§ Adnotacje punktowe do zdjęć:

----

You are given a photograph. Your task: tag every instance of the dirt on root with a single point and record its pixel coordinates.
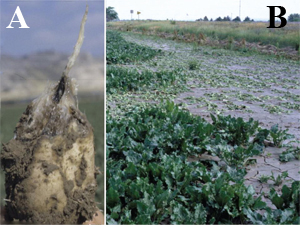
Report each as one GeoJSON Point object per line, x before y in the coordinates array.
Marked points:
{"type": "Point", "coordinates": [49, 176]}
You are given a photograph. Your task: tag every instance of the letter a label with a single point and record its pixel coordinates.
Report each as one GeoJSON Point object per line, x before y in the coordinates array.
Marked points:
{"type": "Point", "coordinates": [20, 17]}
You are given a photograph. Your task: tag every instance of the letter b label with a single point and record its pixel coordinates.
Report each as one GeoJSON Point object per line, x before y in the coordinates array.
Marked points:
{"type": "Point", "coordinates": [272, 16]}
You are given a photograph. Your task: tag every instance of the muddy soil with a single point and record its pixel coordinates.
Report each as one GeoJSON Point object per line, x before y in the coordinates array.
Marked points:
{"type": "Point", "coordinates": [49, 164]}
{"type": "Point", "coordinates": [241, 85]}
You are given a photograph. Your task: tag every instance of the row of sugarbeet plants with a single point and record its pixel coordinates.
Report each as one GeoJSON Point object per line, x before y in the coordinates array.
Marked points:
{"type": "Point", "coordinates": [152, 179]}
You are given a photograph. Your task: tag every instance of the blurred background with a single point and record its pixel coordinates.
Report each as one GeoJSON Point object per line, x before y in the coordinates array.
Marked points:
{"type": "Point", "coordinates": [34, 57]}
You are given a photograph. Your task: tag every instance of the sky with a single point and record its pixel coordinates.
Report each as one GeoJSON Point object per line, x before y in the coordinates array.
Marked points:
{"type": "Point", "coordinates": [195, 9]}
{"type": "Point", "coordinates": [54, 26]}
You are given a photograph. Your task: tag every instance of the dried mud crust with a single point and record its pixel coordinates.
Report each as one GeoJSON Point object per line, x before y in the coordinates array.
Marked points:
{"type": "Point", "coordinates": [49, 174]}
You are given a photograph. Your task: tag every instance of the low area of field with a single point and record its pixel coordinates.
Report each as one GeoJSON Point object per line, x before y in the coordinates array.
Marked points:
{"type": "Point", "coordinates": [198, 134]}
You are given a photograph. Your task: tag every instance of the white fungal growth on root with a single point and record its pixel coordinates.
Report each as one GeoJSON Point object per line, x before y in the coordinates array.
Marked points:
{"type": "Point", "coordinates": [78, 45]}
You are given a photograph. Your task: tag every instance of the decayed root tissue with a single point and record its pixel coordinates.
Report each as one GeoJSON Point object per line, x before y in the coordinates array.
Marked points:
{"type": "Point", "coordinates": [49, 164]}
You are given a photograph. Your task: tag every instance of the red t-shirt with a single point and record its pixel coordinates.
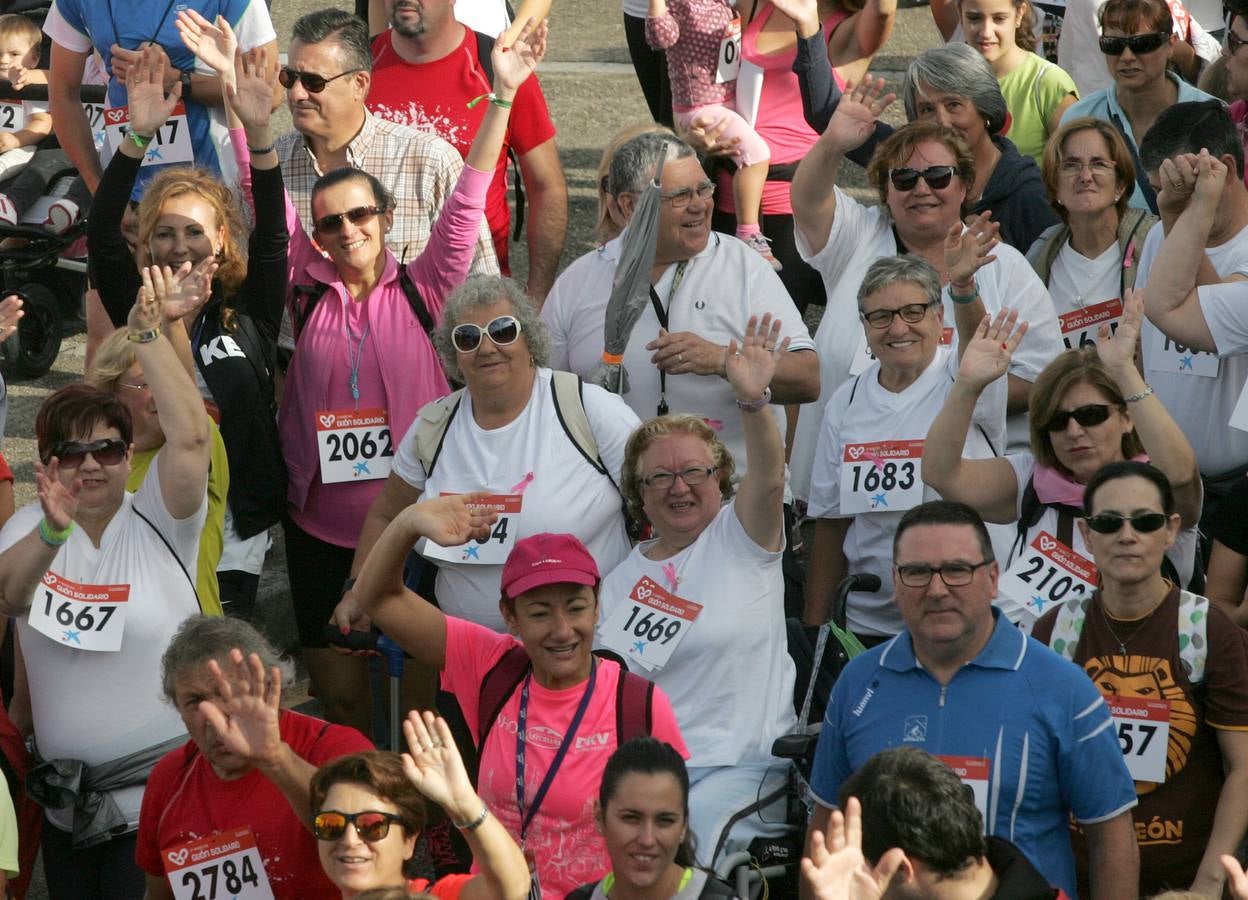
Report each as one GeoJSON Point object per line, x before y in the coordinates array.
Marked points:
{"type": "Point", "coordinates": [186, 800]}
{"type": "Point", "coordinates": [433, 96]}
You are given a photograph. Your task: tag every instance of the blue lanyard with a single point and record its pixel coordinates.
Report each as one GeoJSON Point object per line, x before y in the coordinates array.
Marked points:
{"type": "Point", "coordinates": [568, 739]}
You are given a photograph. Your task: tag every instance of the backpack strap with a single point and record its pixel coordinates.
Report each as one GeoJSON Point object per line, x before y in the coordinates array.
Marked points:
{"type": "Point", "coordinates": [436, 417]}
{"type": "Point", "coordinates": [569, 408]}
{"type": "Point", "coordinates": [498, 684]}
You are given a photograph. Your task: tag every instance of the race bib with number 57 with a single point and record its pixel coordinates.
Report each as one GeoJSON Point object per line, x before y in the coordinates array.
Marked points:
{"type": "Point", "coordinates": [225, 866]}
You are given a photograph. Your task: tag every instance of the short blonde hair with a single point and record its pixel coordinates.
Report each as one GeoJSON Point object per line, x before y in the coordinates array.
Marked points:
{"type": "Point", "coordinates": [658, 427]}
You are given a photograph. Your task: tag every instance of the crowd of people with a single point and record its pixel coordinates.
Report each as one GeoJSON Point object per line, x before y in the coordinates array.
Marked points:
{"type": "Point", "coordinates": [588, 517]}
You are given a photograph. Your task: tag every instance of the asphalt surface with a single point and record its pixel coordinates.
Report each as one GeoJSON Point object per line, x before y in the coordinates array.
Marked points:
{"type": "Point", "coordinates": [593, 92]}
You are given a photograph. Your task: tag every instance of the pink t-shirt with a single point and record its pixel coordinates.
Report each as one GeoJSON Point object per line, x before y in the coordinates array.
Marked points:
{"type": "Point", "coordinates": [780, 122]}
{"type": "Point", "coordinates": [562, 836]}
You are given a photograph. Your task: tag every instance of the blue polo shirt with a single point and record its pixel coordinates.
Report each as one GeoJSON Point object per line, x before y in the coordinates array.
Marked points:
{"type": "Point", "coordinates": [1036, 719]}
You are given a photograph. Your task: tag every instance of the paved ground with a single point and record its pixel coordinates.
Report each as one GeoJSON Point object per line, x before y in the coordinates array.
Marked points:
{"type": "Point", "coordinates": [592, 92]}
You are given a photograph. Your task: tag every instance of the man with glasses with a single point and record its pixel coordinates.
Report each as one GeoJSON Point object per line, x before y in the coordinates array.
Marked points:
{"type": "Point", "coordinates": [1174, 669]}
{"type": "Point", "coordinates": [1026, 730]}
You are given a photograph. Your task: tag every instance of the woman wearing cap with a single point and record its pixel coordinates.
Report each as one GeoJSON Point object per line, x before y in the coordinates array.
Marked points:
{"type": "Point", "coordinates": [557, 712]}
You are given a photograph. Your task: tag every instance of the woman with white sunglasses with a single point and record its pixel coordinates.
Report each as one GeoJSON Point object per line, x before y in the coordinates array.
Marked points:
{"type": "Point", "coordinates": [363, 366]}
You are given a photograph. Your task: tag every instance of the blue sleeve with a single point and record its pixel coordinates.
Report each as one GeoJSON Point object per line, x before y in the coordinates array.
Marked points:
{"type": "Point", "coordinates": [1095, 782]}
{"type": "Point", "coordinates": [831, 760]}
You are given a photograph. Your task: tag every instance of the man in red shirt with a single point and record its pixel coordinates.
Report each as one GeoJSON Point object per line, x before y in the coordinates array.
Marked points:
{"type": "Point", "coordinates": [426, 69]}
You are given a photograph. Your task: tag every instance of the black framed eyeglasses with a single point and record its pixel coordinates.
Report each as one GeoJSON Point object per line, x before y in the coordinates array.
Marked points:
{"type": "Point", "coordinates": [502, 331]}
{"type": "Point", "coordinates": [936, 176]}
{"type": "Point", "coordinates": [1087, 416]}
{"type": "Point", "coordinates": [1111, 523]}
{"type": "Point", "coordinates": [1137, 44]}
{"type": "Point", "coordinates": [312, 83]}
{"type": "Point", "coordinates": [371, 825]}
{"type": "Point", "coordinates": [882, 318]}
{"type": "Point", "coordinates": [332, 224]}
{"type": "Point", "coordinates": [71, 453]}
{"type": "Point", "coordinates": [692, 476]}
{"type": "Point", "coordinates": [954, 574]}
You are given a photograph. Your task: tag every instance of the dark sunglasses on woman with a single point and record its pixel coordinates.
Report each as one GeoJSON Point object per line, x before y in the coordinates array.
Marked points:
{"type": "Point", "coordinates": [1087, 416]}
{"type": "Point", "coordinates": [502, 331]}
{"type": "Point", "coordinates": [332, 224]}
{"type": "Point", "coordinates": [370, 825]}
{"type": "Point", "coordinates": [1137, 44]}
{"type": "Point", "coordinates": [1111, 523]}
{"type": "Point", "coordinates": [71, 453]}
{"type": "Point", "coordinates": [935, 176]}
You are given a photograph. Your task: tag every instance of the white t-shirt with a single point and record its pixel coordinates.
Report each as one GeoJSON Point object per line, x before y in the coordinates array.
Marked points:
{"type": "Point", "coordinates": [862, 411]}
{"type": "Point", "coordinates": [533, 456]}
{"type": "Point", "coordinates": [721, 287]}
{"type": "Point", "coordinates": [859, 236]}
{"type": "Point", "coordinates": [1201, 406]}
{"type": "Point", "coordinates": [1076, 282]}
{"type": "Point", "coordinates": [730, 679]}
{"type": "Point", "coordinates": [1182, 554]}
{"type": "Point", "coordinates": [97, 705]}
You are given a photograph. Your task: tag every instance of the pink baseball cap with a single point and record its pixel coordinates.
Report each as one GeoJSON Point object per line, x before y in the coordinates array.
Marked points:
{"type": "Point", "coordinates": [547, 559]}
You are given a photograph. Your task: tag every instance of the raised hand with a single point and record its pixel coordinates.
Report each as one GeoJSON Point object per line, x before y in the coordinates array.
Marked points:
{"type": "Point", "coordinates": [749, 368]}
{"type": "Point", "coordinates": [858, 112]}
{"type": "Point", "coordinates": [59, 502]}
{"type": "Point", "coordinates": [1117, 348]}
{"type": "Point", "coordinates": [245, 714]}
{"type": "Point", "coordinates": [433, 764]}
{"type": "Point", "coordinates": [514, 64]}
{"type": "Point", "coordinates": [986, 357]}
{"type": "Point", "coordinates": [969, 250]}
{"type": "Point", "coordinates": [145, 91]}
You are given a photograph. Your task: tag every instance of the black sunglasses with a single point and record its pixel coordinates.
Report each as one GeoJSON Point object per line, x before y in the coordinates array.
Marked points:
{"type": "Point", "coordinates": [370, 825]}
{"type": "Point", "coordinates": [1111, 523]}
{"type": "Point", "coordinates": [935, 176]}
{"type": "Point", "coordinates": [71, 453]}
{"type": "Point", "coordinates": [1137, 44]}
{"type": "Point", "coordinates": [502, 331]}
{"type": "Point", "coordinates": [312, 83]}
{"type": "Point", "coordinates": [332, 224]}
{"type": "Point", "coordinates": [1087, 416]}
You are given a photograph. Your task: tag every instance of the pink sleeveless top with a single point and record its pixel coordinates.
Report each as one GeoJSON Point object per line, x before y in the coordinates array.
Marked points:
{"type": "Point", "coordinates": [780, 121]}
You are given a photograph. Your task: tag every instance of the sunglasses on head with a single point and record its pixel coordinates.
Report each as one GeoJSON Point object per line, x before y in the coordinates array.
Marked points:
{"type": "Point", "coordinates": [332, 224]}
{"type": "Point", "coordinates": [312, 83]}
{"type": "Point", "coordinates": [71, 453]}
{"type": "Point", "coordinates": [370, 825]}
{"type": "Point", "coordinates": [502, 331]}
{"type": "Point", "coordinates": [935, 176]}
{"type": "Point", "coordinates": [1137, 44]}
{"type": "Point", "coordinates": [1087, 416]}
{"type": "Point", "coordinates": [1111, 523]}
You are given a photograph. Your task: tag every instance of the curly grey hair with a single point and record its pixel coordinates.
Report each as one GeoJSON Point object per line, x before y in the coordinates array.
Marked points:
{"type": "Point", "coordinates": [956, 69]}
{"type": "Point", "coordinates": [202, 638]}
{"type": "Point", "coordinates": [907, 269]}
{"type": "Point", "coordinates": [481, 291]}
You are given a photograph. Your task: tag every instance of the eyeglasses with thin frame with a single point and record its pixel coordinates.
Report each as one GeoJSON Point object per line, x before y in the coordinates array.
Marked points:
{"type": "Point", "coordinates": [502, 331]}
{"type": "Point", "coordinates": [881, 320]}
{"type": "Point", "coordinates": [1136, 44]}
{"type": "Point", "coordinates": [1087, 416]}
{"type": "Point", "coordinates": [71, 453]}
{"type": "Point", "coordinates": [954, 574]}
{"type": "Point", "coordinates": [312, 83]}
{"type": "Point", "coordinates": [692, 476]}
{"type": "Point", "coordinates": [682, 199]}
{"type": "Point", "coordinates": [905, 179]}
{"type": "Point", "coordinates": [371, 825]}
{"type": "Point", "coordinates": [332, 224]}
{"type": "Point", "coordinates": [1142, 523]}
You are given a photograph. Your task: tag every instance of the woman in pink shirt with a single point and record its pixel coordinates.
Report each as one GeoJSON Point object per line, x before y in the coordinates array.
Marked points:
{"type": "Point", "coordinates": [363, 366]}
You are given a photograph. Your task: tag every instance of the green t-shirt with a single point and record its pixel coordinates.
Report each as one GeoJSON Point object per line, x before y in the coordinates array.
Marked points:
{"type": "Point", "coordinates": [214, 537]}
{"type": "Point", "coordinates": [1032, 91]}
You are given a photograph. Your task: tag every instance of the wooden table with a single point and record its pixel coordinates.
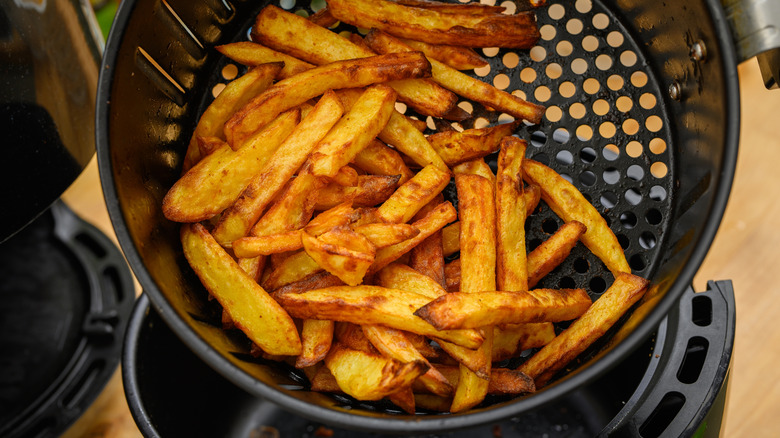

----

§ TREŚĆ ZADANIA:
Zwróć każdy wiersz powyższych danych, w którym występuje słowo „black”. Wielkość liter ma znaczenie.

§ WYNIK ZADANIA:
You are given a photograph. Your task: tag every instance of the black framed eyeglasses with a single point and record its pixel coordinates.
You are given a photograph. Your task: tag every instance of the black sunglasses with a single point and record its pixel coordinates.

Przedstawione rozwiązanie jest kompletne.